■ **Excerpt**
%%
9.1 Data Parallelism
- Split batch across multiple devices
- Each device holds a full copy of the model
9.2 Data Parallelism with ZeRO
ZeRO (Zero Redundancy Optimization):
- Shards optimizer states, gradients, and parameters
- Dramatically reduces memory usage
- Enables training much larger models
9.3 Model Parallelism
Split the model itself across devices.
Common Variants
- Tensor Parallelism (TP): Split matrix multiplications
- Context Parallelism (CP): Split sequence dimensions
10. FlashAttention: A Major Breakthrough
GPU Memory Hierarchy
- HBM: Large, slow
- SRAM: Small, fast
The goal: maximize SRAM usage, minimize HBM reads/writes
Vanilla Self-Attention
[ \text{Attention}(Q,K,V) = \text{softmax}\left(\frac{QK^T}{\sqrt{d_k}}\right)V ]
Naive implementation:
- Load Q, K from HBM
- Compute (S = QK^T), write to HBM
- Read S, compute P=Softmax(S), write to HBM
- Read P, compute output O=PV
- Lots of read and writes to HBM, which becomes bottleneck.
➡️ HBM bandwidth becomes the bottleneck.
FlashAttention Idea #1: Tiling
- Load small blocks of Q, K, V into SRAM
- Perform end-to-end attention computation
- Write final output to HBM
Key mathematical trick: [ \text{Softmax}([S_1, S_2, …, S_n]) = \sum_i \alpha_i \cdot \text{Softmax}(S_i) ]
No approximation — exact computation.
%%
■ **Information shown**
%%
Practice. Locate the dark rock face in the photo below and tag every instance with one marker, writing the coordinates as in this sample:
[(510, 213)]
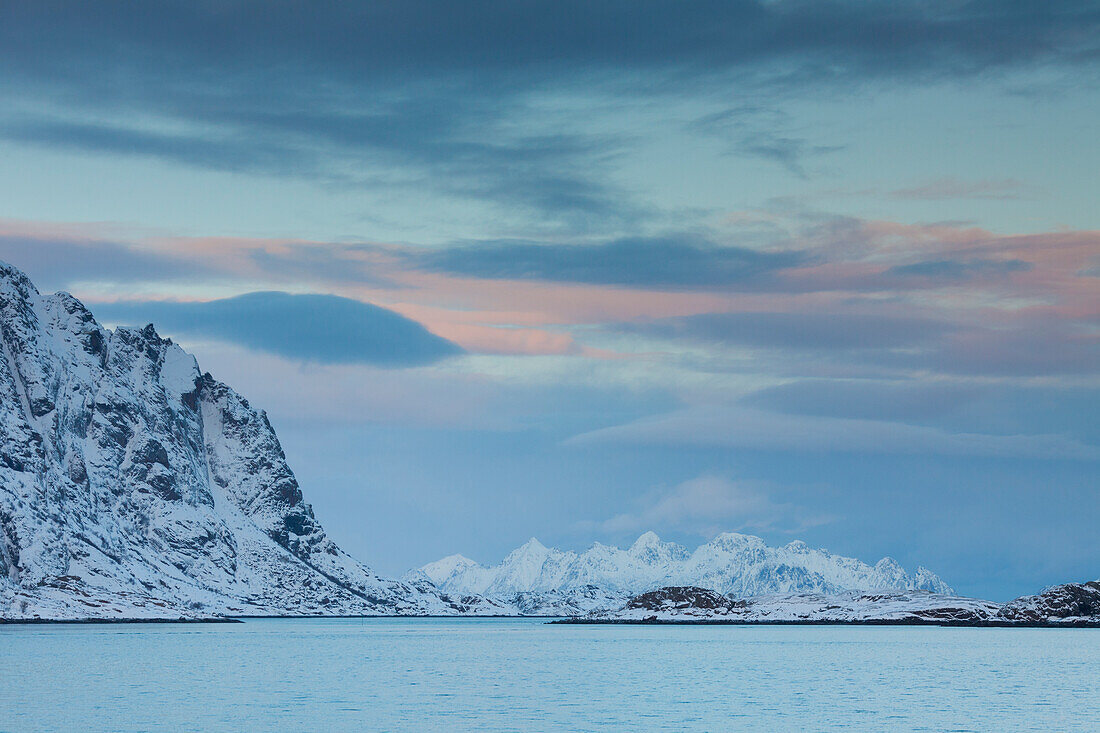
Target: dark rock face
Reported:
[(1068, 601), (681, 598), (144, 483)]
%%
■ **Your task**
Please copy the excerpt on parallelism and FlashAttention word for word, starting at "FlashAttention Idea #1: Tiling" and ending at "approximation — exact computation.".

■ **Written reply**
FlashAttention Idea #1: Tiling
- Load small blocks of Q, K, V into SRAM
- Perform end-to-end attention computation
- Write final output to HBM
Key mathematical trick: [ \text{Softmax}([S_1, S_2, …, S_n]) = \sum_i \alpha_i \cdot \text{Softmax}(S_i) ]
No approximation — exact computation.